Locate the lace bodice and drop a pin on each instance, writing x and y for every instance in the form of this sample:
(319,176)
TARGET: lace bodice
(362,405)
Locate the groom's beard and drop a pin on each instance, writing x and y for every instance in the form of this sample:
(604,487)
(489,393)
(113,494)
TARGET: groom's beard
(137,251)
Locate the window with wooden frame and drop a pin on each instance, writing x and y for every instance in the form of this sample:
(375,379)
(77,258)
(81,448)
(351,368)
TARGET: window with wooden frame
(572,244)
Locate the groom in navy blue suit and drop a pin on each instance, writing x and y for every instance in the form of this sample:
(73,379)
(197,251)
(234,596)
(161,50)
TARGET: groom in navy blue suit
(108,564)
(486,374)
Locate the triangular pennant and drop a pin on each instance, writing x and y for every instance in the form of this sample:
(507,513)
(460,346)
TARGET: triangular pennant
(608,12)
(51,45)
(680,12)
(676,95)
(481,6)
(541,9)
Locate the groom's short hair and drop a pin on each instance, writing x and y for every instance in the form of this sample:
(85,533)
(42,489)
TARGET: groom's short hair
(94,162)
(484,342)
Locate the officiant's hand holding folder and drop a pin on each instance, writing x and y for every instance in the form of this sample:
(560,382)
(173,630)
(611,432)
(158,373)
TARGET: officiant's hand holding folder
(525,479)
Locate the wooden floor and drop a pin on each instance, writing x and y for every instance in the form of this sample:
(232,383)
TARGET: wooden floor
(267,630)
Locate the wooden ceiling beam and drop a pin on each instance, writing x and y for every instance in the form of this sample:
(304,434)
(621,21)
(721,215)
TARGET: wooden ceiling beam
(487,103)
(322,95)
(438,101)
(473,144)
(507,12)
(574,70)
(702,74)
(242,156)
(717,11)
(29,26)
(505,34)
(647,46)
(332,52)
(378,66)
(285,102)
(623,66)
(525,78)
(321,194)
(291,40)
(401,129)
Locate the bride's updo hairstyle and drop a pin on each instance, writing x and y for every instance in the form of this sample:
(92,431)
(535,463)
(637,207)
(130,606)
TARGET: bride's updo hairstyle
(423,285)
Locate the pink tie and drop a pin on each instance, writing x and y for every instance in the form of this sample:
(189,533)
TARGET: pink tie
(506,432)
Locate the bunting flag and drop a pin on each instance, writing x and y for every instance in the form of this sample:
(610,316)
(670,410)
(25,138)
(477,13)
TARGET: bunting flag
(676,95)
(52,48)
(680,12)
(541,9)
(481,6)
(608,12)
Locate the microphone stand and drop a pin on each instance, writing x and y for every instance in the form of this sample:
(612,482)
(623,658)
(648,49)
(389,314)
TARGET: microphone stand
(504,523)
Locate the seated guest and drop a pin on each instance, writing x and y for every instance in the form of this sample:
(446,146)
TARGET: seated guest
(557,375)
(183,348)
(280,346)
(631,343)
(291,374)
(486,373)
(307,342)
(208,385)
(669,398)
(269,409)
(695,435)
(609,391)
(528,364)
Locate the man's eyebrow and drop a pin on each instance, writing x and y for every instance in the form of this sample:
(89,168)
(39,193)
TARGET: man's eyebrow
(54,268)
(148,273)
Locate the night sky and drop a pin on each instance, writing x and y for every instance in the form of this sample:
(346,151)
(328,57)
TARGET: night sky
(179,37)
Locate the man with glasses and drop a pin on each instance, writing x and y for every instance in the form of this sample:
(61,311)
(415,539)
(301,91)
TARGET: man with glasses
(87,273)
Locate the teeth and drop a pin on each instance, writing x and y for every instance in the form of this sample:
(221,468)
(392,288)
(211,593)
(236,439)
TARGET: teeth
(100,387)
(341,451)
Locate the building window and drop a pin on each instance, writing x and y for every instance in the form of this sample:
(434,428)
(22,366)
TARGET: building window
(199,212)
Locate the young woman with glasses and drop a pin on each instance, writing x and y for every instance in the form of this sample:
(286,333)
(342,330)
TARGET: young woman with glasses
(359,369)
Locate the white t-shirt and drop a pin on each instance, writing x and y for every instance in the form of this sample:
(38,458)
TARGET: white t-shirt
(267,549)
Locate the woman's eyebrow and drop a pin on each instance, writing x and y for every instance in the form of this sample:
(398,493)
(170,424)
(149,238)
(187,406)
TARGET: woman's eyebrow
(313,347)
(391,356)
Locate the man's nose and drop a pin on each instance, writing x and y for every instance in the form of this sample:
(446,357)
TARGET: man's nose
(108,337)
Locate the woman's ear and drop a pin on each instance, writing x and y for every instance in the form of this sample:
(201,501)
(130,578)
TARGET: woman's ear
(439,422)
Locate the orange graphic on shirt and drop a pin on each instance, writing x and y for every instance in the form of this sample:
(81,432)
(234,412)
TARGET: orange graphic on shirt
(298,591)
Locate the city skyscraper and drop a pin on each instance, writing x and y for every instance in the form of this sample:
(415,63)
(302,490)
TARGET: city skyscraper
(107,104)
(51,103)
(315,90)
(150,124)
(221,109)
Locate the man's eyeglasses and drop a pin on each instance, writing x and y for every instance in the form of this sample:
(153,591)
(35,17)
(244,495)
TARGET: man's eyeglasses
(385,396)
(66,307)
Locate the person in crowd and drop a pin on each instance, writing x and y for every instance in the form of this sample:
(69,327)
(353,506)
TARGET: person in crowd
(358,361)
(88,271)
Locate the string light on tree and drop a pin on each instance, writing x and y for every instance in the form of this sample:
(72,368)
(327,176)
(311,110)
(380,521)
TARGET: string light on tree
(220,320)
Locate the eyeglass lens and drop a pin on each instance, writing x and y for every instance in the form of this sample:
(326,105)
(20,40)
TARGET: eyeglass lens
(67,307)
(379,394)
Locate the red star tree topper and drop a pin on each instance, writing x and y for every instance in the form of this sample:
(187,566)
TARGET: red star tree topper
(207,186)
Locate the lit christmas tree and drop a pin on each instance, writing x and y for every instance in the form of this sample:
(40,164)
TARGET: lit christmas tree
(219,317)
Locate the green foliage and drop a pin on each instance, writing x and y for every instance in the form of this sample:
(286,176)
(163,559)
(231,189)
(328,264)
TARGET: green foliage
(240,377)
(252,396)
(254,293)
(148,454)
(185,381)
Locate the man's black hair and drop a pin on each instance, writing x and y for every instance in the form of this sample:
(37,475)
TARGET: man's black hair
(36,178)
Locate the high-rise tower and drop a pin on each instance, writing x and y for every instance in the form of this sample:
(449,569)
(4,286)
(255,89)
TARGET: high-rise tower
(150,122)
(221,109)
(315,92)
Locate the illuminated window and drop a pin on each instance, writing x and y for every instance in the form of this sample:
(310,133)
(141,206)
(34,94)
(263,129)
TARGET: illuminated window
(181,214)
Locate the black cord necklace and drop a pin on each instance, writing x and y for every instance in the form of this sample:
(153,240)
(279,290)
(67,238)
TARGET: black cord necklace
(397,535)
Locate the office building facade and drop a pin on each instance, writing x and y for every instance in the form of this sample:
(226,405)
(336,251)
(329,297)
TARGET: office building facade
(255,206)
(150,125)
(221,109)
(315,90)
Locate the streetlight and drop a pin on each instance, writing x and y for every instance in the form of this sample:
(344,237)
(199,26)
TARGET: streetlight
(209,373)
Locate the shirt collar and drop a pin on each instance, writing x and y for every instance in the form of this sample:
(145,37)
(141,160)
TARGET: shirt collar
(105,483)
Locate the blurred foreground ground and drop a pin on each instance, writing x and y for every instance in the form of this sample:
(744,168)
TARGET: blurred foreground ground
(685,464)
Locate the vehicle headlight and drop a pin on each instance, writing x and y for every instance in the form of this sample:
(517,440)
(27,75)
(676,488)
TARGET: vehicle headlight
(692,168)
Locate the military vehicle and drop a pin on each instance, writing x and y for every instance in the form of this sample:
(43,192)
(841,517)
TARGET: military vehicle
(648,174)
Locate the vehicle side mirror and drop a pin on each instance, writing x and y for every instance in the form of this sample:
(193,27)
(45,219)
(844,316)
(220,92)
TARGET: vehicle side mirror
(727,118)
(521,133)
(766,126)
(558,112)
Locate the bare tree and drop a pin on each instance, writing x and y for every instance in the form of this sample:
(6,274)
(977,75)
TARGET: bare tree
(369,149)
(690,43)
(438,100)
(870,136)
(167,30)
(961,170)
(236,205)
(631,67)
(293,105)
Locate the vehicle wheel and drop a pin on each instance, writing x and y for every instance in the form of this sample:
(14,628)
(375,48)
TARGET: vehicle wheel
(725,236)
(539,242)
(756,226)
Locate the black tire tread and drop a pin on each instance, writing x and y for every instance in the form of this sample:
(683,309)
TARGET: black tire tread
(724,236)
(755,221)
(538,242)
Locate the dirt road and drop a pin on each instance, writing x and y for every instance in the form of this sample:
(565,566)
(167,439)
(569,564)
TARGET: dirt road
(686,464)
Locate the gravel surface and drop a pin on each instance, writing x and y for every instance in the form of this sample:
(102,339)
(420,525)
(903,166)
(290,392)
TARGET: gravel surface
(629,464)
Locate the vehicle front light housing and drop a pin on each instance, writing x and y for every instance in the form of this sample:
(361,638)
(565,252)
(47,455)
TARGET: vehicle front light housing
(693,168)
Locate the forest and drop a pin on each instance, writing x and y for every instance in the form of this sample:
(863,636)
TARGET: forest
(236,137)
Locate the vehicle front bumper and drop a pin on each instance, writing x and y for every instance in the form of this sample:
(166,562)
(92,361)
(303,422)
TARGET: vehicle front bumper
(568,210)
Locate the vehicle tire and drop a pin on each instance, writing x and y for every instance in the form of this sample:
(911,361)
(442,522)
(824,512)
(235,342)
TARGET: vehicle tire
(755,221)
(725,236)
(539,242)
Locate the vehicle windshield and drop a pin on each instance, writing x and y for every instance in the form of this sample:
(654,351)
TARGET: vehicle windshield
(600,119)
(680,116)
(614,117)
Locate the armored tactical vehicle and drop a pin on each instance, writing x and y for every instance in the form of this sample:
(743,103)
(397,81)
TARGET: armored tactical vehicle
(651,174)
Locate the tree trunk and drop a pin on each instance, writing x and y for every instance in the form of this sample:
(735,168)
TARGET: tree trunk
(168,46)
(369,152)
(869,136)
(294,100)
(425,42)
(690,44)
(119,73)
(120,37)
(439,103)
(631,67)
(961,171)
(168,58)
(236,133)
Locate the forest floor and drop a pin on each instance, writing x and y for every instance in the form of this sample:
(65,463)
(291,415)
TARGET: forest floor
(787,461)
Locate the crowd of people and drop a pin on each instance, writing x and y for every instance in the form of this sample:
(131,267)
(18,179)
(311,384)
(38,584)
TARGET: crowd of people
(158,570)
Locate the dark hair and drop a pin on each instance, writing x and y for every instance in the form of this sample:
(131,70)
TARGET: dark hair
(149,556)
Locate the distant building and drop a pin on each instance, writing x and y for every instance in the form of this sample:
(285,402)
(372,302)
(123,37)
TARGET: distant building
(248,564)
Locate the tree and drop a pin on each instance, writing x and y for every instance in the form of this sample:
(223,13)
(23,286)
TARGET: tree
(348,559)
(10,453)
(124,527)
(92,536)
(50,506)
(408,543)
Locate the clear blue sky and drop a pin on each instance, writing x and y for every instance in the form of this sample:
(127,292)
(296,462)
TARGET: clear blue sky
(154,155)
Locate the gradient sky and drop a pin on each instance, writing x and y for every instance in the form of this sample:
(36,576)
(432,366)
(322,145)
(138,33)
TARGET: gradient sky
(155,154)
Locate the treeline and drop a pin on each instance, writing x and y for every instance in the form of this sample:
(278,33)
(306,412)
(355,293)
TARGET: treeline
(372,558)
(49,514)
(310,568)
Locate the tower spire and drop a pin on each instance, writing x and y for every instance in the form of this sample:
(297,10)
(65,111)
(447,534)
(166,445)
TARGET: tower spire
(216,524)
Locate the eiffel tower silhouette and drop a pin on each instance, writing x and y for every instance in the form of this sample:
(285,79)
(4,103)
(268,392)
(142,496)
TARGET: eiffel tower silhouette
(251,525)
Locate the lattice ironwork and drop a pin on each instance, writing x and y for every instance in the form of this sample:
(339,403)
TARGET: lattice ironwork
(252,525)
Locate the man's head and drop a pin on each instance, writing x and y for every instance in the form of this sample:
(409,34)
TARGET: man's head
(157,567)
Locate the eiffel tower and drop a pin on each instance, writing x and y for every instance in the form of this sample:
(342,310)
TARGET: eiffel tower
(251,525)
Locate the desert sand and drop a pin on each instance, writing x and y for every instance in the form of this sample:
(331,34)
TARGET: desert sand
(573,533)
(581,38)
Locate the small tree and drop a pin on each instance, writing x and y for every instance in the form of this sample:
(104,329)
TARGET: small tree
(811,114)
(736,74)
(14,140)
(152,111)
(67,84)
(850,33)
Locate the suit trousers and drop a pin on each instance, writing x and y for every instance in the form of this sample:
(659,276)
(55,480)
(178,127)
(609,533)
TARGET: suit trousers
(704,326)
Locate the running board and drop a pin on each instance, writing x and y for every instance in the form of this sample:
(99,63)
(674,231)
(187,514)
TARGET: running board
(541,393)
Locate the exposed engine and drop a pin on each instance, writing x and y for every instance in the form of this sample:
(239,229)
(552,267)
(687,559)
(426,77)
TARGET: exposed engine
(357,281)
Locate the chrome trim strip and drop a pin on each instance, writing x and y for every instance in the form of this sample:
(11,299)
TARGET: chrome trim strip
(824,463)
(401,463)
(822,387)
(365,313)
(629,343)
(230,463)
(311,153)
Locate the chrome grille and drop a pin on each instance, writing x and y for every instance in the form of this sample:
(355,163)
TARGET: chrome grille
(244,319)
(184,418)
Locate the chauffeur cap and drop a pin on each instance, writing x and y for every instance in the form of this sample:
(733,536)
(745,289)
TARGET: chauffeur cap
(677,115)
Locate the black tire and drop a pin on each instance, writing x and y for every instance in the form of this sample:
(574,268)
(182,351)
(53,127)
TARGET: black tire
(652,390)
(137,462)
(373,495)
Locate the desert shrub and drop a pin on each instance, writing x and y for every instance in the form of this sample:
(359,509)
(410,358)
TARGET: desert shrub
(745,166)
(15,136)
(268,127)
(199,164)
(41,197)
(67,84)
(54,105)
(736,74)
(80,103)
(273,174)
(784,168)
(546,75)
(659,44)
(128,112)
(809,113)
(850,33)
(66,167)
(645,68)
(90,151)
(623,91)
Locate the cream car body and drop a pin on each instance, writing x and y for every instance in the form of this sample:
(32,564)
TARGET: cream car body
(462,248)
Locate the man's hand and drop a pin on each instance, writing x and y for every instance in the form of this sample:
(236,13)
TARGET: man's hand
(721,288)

****************

ACTIVITY -
Your response should consist solely of the lines from the one containing "Locate the chrome grille" to the end of the entries, both ends included, exactly as they appear.

SOLUTION FOR THIS PROBLEM -
Locate the chrome grille and drop a pin on each instance, writing x and y for every instance in the form of this sample:
(355,163)
TARGET: chrome grille
(244,319)
(184,418)
Locate the chauffeur cap and drop a pin on each instance, writing x and y for every instance in the form of this sample:
(733,536)
(745,289)
TARGET: chauffeur cap
(677,115)
Locate the black tire and drop a pin on each instance, writing x and y for every instance in the form of this sample:
(574,268)
(182,351)
(53,127)
TARGET: black tire
(652,390)
(137,462)
(373,495)
Locate the desert shrub and drop a pin on each instance, writing x and y for every instance in the form of this sample:
(359,509)
(410,358)
TARGET: desert shrub
(745,166)
(15,136)
(268,127)
(199,164)
(41,197)
(67,84)
(54,105)
(736,74)
(80,103)
(273,174)
(784,168)
(546,75)
(659,44)
(128,112)
(809,113)
(850,33)
(66,167)
(645,68)
(90,151)
(623,91)
Locate the cream car body and drop a pin on each instance, writing x and y for every instance in the form of this sample:
(32,564)
TARGET: cream car body
(462,248)
Locate the man's hand and drop a pin on each instance, writing x and y for every instance in the form of this sample:
(236,13)
TARGET: man's hand
(721,288)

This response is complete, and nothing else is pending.